▶ Aim of the task: Restate the full set of records exactly, without adding or dropping a word.

==== Working data ====

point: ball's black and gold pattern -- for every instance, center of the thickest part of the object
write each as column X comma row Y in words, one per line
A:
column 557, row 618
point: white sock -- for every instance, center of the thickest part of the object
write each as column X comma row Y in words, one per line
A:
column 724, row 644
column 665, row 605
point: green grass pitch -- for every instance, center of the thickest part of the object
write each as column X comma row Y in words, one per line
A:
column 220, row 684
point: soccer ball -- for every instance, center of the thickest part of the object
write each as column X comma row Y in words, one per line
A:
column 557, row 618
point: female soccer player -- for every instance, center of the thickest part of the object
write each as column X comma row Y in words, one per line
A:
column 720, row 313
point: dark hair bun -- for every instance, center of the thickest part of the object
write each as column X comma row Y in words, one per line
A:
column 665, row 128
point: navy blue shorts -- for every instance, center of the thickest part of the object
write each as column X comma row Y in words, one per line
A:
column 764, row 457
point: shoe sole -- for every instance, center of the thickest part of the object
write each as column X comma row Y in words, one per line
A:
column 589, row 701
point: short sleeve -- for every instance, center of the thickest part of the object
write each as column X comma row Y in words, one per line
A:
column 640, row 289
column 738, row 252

====

▶ Result for this task:
point: ball's black and gold pattern -- for every instance, center of the thickest part of the object
write each as column X comma row Y in words, one per line
A:
column 557, row 618
point: white sock -- for every instance, center of the thickest part of the object
write each as column X comma row Y in words, one per line
A:
column 724, row 644
column 665, row 605
point: green grass pitch -- for every instance, center of the thickest part of the object
write each as column X comma row Y in words, one per line
A:
column 220, row 684
point: soccer ball -- for every instance, center of the thickest part of the object
write each as column X comma row Y in words, one per line
A:
column 557, row 618
point: female soccer player -- for every instance, center of the thickest part of the object
write each as column X comma row Y in words, one per line
A:
column 720, row 313
point: dark hair bun -- for every instance, center of the thickest part of the object
write each as column X comma row Y in words, one per line
A:
column 665, row 128
point: navy blue shorts -- for every instance, center of the thickest part of the object
write each as column X comma row Y in words, one per line
A:
column 764, row 457
point: shoe sole -- for every instance, center of the thickest part of the object
write each as column X comma row Y in words, one per line
A:
column 589, row 701
point: short sleeve -- for every instance, center of the thickest part of the object
write each as column X comma row Y in words, one per line
A:
column 640, row 289
column 738, row 252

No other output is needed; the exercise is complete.